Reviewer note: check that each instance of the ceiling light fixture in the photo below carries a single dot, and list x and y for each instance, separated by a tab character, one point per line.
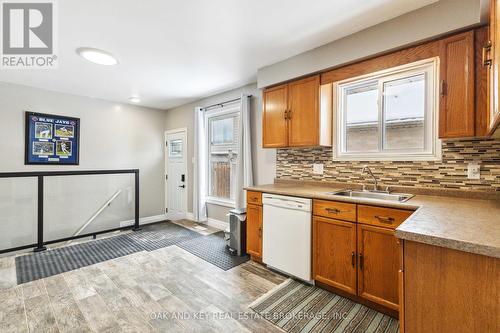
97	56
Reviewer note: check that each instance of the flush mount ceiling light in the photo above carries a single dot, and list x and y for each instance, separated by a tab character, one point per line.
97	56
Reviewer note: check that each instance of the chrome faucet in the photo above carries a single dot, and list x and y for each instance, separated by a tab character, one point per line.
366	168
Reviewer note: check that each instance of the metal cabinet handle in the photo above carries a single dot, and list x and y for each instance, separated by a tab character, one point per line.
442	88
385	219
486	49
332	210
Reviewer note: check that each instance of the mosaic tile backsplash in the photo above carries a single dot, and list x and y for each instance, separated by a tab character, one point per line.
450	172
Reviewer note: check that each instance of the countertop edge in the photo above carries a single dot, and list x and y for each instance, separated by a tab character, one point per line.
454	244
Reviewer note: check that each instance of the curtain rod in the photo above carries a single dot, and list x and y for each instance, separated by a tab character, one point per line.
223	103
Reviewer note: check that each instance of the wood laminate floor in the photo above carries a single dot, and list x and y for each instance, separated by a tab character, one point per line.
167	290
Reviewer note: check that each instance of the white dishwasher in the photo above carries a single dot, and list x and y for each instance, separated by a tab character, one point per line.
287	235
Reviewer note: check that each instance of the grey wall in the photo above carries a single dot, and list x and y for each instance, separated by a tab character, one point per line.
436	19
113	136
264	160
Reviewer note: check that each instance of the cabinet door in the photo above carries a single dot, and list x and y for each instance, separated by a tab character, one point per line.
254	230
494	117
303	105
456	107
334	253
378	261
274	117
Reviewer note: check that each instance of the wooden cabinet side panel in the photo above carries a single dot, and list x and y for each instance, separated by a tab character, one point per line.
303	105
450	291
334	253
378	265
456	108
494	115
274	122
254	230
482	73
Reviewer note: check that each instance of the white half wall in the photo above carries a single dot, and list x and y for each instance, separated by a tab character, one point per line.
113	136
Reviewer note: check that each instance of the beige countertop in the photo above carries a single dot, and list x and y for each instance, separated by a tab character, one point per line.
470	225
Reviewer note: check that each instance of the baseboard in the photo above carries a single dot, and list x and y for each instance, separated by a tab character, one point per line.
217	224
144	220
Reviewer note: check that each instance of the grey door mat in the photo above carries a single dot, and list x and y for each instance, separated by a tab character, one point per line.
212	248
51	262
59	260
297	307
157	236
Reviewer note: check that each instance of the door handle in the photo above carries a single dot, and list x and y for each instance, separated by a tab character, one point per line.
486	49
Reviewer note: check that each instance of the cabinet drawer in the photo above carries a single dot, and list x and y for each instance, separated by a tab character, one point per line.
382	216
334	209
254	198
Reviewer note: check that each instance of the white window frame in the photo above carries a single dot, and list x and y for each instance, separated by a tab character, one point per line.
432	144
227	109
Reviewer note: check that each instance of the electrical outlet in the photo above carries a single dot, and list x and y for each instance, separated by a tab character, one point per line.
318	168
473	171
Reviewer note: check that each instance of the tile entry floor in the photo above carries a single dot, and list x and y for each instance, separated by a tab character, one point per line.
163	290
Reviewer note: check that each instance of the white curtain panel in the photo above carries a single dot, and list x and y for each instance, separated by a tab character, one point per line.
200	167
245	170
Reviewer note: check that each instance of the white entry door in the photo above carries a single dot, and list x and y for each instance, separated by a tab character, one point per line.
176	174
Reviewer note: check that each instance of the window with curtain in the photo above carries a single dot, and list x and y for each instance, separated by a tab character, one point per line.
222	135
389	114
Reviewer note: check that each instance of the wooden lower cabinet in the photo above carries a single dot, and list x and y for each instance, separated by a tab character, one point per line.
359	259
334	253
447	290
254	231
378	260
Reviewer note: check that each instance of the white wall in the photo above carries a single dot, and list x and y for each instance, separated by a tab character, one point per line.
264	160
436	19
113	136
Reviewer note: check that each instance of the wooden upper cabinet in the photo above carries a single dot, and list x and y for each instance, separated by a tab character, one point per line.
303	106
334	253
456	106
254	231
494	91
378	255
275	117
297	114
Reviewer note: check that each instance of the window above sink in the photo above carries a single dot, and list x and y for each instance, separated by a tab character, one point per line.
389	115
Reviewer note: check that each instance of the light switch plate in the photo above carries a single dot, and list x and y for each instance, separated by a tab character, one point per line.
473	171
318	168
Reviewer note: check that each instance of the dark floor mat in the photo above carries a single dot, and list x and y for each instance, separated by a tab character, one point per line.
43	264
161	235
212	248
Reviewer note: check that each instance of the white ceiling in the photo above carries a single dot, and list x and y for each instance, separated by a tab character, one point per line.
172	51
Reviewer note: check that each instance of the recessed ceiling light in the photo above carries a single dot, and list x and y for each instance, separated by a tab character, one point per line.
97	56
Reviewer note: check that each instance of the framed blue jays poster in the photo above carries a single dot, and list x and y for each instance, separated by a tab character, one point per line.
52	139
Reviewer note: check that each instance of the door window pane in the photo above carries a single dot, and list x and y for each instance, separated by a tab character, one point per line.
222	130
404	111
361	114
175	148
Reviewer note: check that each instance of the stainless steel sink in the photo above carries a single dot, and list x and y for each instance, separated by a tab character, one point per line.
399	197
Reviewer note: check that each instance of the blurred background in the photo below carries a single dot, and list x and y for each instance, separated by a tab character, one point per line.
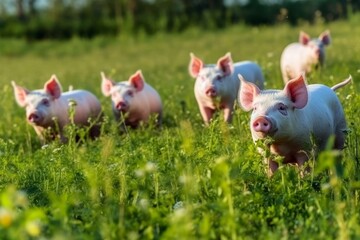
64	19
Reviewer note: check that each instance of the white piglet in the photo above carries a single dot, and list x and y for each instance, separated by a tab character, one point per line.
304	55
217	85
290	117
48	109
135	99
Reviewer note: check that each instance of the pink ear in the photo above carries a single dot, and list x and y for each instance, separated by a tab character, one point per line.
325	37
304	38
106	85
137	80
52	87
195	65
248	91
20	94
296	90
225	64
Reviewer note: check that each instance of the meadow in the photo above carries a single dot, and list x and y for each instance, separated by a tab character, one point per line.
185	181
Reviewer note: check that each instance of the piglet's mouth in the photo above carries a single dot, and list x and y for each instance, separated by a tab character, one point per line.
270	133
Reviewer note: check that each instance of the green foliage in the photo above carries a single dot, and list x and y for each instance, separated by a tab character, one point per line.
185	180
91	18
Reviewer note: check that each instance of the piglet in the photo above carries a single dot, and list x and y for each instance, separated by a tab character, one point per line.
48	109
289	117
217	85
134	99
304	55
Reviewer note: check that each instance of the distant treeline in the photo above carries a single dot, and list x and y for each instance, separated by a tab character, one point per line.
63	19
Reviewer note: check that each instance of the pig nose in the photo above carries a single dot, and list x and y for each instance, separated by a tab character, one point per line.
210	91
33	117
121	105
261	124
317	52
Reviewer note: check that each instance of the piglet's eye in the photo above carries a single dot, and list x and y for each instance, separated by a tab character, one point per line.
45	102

──────

=== Exercise objective ===
Only the lines from the one containing "Reviewer note: check that each instance of the blurred" through the end of the listing are to be quoted, exactly and with both ends included; pictures are left out.

=== Right answer ===
Reviewer note: check that each instance of the blurred background in the photo below carries a single dot, and list x and y for each instance, separated by a tab character, one point per line.
64	19
Reviewer note: check that each instance of the white piglet in the photo above carries a single dot, and list x and y for each instance, separated by a tab character, one point per line.
304	55
217	85
290	117
48	109
135	99
Reviewer note: check that each instance of the pink ear in the photo above carries a single dot, and list x and y for each instance, separated by a tab character, one point per line.
325	37
304	38
106	85
137	80
52	87
195	65
248	91
20	94
296	90
225	64
Reviewer note: check that each instance of the meadow in the photo above carries a single dot, and list x and y for each instance, separated by a tab character, one point per line.
185	181
Reviewer note: check that each instance of the piglet's mouth in the photo above carries a single dot, and list x and y for each instance, separated by a tab character, one point per line.
270	133
Reviewer note: check that each instance of the green foliage in the photo above carries a single dot, and list x and y for each instance, separated by a tab character, one point per line.
185	180
91	18
Reviewer note: check that each instance of the piglet in the photo above carries a single dot, and list x and y for each instance, separated by a tab character, one point per line.
48	109
289	117
217	85
134	99
304	55
Reviewer note: check that each instance of the distant treeline in the photo above carries a single dot, and list x and y for each instance, separated by a tab character, one point per line.
63	19
Reviewer note: check that each instance of the pig nose in the photo above carries a single dot, and list x and y for each instance, separated by a tab character, one point per line.
210	91
33	117
121	105
261	124
317	52
Reviewer note: check that each instance of the piglet's eye in the photo above carries a single dot, and list x and y for each instance, separated by a tab character, one point per line.
45	102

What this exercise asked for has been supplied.